§ **GIVEN REQUEST A**
Which Go standard library package does the syntax highlighting text use for syntax analysis?

==== DOCUMENT TEXT ====

Syntax Highlighting

Syntax highlighting of source code is essential in software development, as it effectively distinguishes different program elements such as keywords, reserved words, identifiers, bracket matching, comments, strings, and more. IDEs used by developers generally support syntax highlighting - in VSCode, the gopls mechanism can identify the category of each token and, combined with color themes, implement syntax highlighting. Editors like Vim and Sublime can also support syntax highlighting for different programming languages through plugins.

When using debuggers, we often need to examine source code, for example: 1) Using the list command to actively view source code, list main.main or list main.go:20 to conveniently view code or further determine where to add the next breakpoint; 2) When stepping through statements with next or instructions with step, we want to show the current source code and instruction positions; 3) When tracing the call stack with bt, we want to display the current function call stack... In these cases, if we can syntax highlight specific source code locations including function calls, statements, expressions, operands, operators, variable names, and type names, it will undoubtedly improve readability.

In this section, we'll introduce how to achieve this.

How to Implement

What work needs to be done to implement syntax highlighting? If you've studied compiler principles, it should be easy to realize that we just need to implement a lexical analyzer to extract token sequences from the program, and use a syntax analyzer to analyze and identify what these tokens are and how they relate to each other - whether they form a function, an expression, or something as simple as defining a variable or a control flow statement. Once we can identify these elements, highlighting these different program constructs becomes straightforward.

Hands-on Practice

Let's take Go language as an example to discuss how to implement source code highlighting. Naturally, we don't want to reimplement tedious work like lexical analyzers and syntax analyzers, and we don't have the energy to redo this kind of work. Although flex and yacc can help simplify these tasks, Go's standard library already provides package ast to help us with syntax analysis related work. In this article, we'll demonstrate how to syntax highlight Go source code using package ast.

====

§ **GIVEN REQUEST B**
Shift every bounding-box coordinate in the records up by 67 and write out the records again, all lines included, covering only the stretch from the line that contains "The automated pipeline tagged helicopter" through the line that contains "[100,203,179,317]".

==== PROVIDED MATERIAL ====

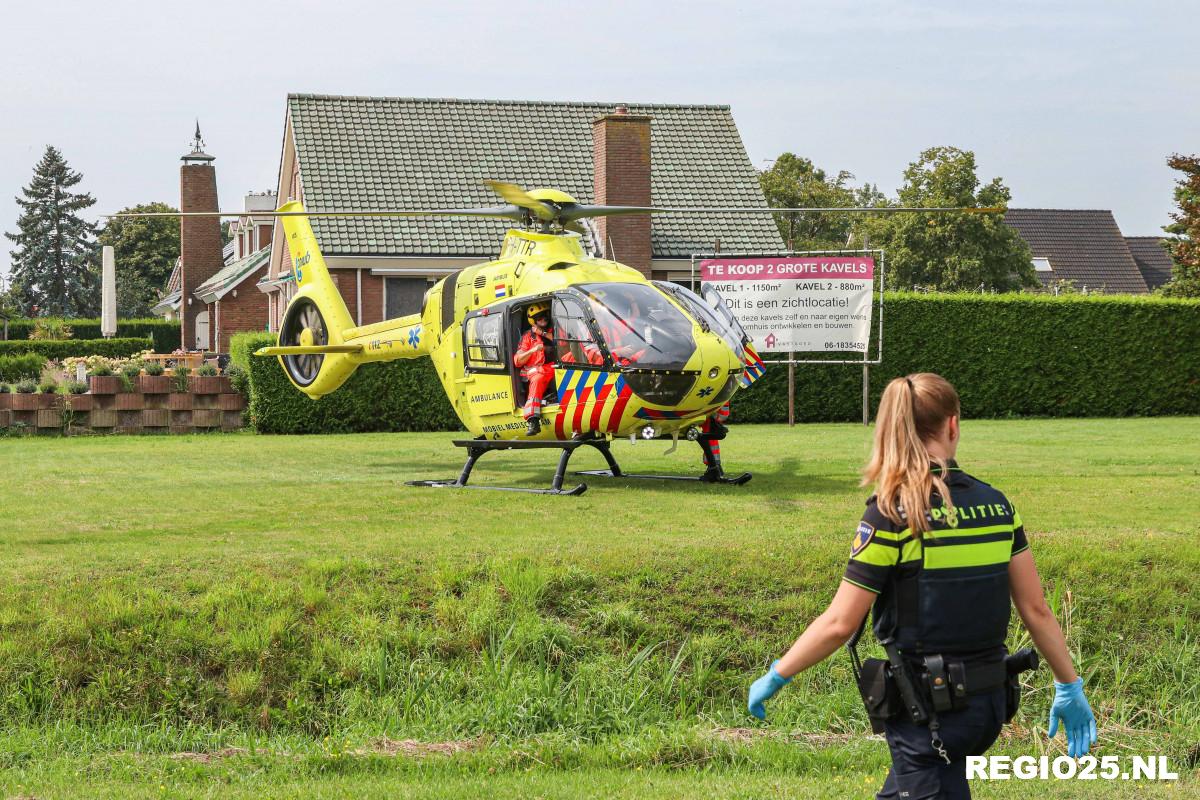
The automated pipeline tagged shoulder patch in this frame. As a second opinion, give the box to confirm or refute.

====
==== PROVIDED MATERIAL ====

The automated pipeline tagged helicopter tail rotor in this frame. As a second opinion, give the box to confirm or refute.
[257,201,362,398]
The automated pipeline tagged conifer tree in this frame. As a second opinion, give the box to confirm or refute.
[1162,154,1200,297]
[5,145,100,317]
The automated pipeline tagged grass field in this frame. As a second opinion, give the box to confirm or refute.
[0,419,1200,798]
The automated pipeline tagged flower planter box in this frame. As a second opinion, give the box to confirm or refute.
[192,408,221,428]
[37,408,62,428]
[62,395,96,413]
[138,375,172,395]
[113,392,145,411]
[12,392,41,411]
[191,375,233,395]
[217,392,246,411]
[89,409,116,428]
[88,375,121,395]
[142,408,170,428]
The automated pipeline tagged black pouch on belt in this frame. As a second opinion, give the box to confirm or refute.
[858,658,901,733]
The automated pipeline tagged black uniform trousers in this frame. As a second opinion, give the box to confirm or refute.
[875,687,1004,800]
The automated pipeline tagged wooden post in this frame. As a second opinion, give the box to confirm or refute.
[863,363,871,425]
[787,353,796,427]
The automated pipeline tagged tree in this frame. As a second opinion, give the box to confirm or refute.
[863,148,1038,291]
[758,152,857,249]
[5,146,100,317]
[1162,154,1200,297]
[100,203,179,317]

====

§ **COMPLETE OUTPUT A**
Package ast.

§ **COMPLETE OUTPUT B**
The automated pipeline tagged helicopter tail rotor in this frame. As a second opinion, give the box to confirm or refute.
[324,268,429,465]
The automated pipeline tagged conifer tree in this frame. As a second opinion, give the box to confirm or refute.
[1229,221,1267,364]
[72,212,167,384]
The automated pipeline tagged grass field in this frame. As a second opinion, give the box to confirm or refute.
[67,486,1267,865]
The automated pipeline tagged flower planter box in this frame. As a second opinion, give the box to confirm or refute.
[259,475,288,495]
[104,475,129,495]
[129,462,163,480]
[205,442,239,462]
[180,459,212,478]
[79,459,108,478]
[258,442,300,462]
[284,459,313,478]
[156,476,183,495]
[155,442,188,462]
[209,475,237,495]
The automated pipeline tagged black pouch on belt in this frame. As a second opinion, give the box to confirm or refute.
[925,725,968,800]
The automated pipeline tagged black uniform trousers in this frame. As a second opinion, give the box to confirm or refute.
[942,754,1071,867]
The automated pipeline tagged wooden post in this frame. As a second opinion, give the box to confirm or refute.
[930,430,938,492]
[854,420,863,494]
The automated pipeline tagged tree in this frame. As a second opinion, give the box to confirm or refute.
[930,215,1105,358]
[825,219,924,316]
[72,213,167,384]
[1229,221,1267,364]
[167,270,246,384]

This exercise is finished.